▶ **DATA FOR PROCESSING**:
◆ ◆ ◆ ◆ ◆

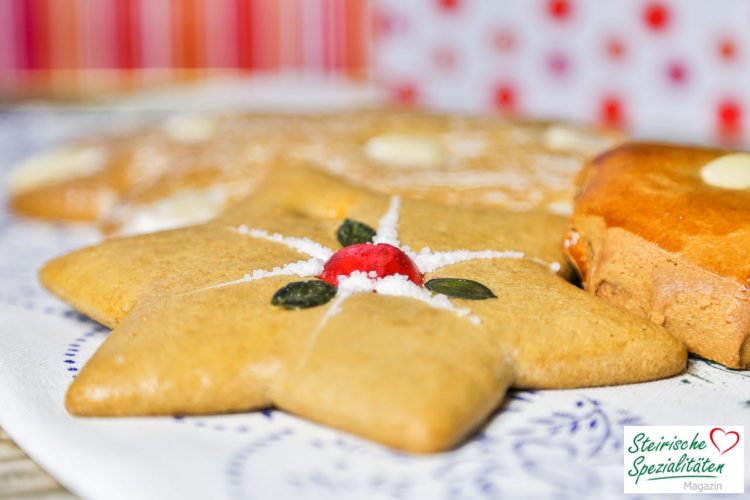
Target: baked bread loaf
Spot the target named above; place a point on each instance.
(664, 231)
(190, 168)
(241, 313)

◆ ◆ ◆ ◆ ◆

▶ **TASK BRIEF**:
Present the entries above as a Markdown table with two columns, Row and Line, giving each nonblank line its own numbered row and omitting the pictures.

▶ **FULL RESPONSE**:
| Row | Line |
|---|---|
| 1 | Target: baked bread loaf |
| 2 | Spot the target named above; place a point on each instance. |
| 3 | (664, 231) |
| 4 | (190, 168) |
| 5 | (241, 313) |